Here is a set of records. Copy them all exactly.

_Supplied data_
[Start of section]

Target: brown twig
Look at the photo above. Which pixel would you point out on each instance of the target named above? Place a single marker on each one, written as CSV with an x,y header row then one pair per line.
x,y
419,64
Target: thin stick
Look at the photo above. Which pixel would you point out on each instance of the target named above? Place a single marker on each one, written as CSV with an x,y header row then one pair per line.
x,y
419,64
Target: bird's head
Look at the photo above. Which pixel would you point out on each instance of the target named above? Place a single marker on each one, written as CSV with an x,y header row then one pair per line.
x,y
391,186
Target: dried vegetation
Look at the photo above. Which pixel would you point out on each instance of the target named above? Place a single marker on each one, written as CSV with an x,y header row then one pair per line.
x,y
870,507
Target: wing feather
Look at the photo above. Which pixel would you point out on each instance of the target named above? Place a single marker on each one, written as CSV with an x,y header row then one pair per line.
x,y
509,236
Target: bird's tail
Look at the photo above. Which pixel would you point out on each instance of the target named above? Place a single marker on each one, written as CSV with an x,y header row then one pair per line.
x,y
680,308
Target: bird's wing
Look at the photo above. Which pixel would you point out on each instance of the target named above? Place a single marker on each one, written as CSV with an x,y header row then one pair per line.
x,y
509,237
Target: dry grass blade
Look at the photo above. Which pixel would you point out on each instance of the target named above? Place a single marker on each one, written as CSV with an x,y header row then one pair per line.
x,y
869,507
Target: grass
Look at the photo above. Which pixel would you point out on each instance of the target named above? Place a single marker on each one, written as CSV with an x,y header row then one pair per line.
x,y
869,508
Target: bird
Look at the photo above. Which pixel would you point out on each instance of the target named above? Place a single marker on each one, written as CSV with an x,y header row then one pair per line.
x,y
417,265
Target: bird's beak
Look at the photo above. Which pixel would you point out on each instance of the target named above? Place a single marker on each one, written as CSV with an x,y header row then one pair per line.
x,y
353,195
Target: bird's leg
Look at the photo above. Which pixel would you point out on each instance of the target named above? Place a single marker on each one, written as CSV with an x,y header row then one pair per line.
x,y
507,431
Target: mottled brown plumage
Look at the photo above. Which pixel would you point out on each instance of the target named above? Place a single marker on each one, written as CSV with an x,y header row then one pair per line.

[End of section]

_Solution_
Target: brown twig
Look at the photo above. Which pixel would you point out on each instance of the target named above? Place a single marker on each one, written as CSV with an x,y header row then one pair per line.
x,y
419,64
Target: thin stick
Look at the photo above. Which pixel would you point out on each instance of the target named above? Place a single marker on each one, written as CSV with an x,y header row then one pair per line.
x,y
419,64
Target: bird's head
Look at the photo above. Which pixel would you point out on each instance of the target named above? Place a single marker on each one, written as CSV with an x,y header row then one pair per line.
x,y
391,186
Target: dried vegetation
Look at the photo above. Which pixel would you point out on each instance of the target named above? Place a single marker on each one, written as CSV with an x,y header row then one pair per line.
x,y
870,507
Target: wing feather
Look at the photo above. Which pixel would you point out on each instance of the target named above? Place a single marker on each one, written as CSV with an x,y header row then one pair per line.
x,y
509,236
Target: bird's tail
Look at the photo above. Which pixel would you point out on each instance of the target named above? Place a single marker on each one, written as CSV with an x,y header row then one pair per line.
x,y
680,308
Target: bird's wing
Look at the photo above. Which pixel would you point out on each instance of the target named above? Place a single marker on each one, written as CSV with an x,y header row then one pair per line.
x,y
509,237
Target: dry grass blade
Look at the photo above. Which pixel would you point out on each instance of the target named above? Place a single marker on each one, written as CSV with an x,y header row then one pair per line.
x,y
869,507
Target: grass
Look at the photo above. Which pixel would you point out on each instance of the target named above? Place a single marker on each one, written as CSV with an x,y header row then one pair per line.
x,y
869,508
Target: bird
Look at the photo above. Which pixel would you point out on each instance of the target named above? Place a single marker on each one, written as CSV with an x,y header row then one pair per line.
x,y
417,265
Target: bird's beak
Look at the photo above. Which pixel would you point out on each instance of the target named above? Place a single marker on each one, written as CSV with an x,y header row then one pair per line.
x,y
353,195
Target: bird's leg
Look at the photo above. Which pixel would you point out on each instance of the target named above? Place a single marker on each one, written as CSV with an x,y header row then one pair per line.
x,y
507,431
Target: mottled brown plumage
Look at the photo above. Which pixel would you point out on each instance of the target named above? Place a single marker on each one, written as CSV with an x,y header row then one pair per line.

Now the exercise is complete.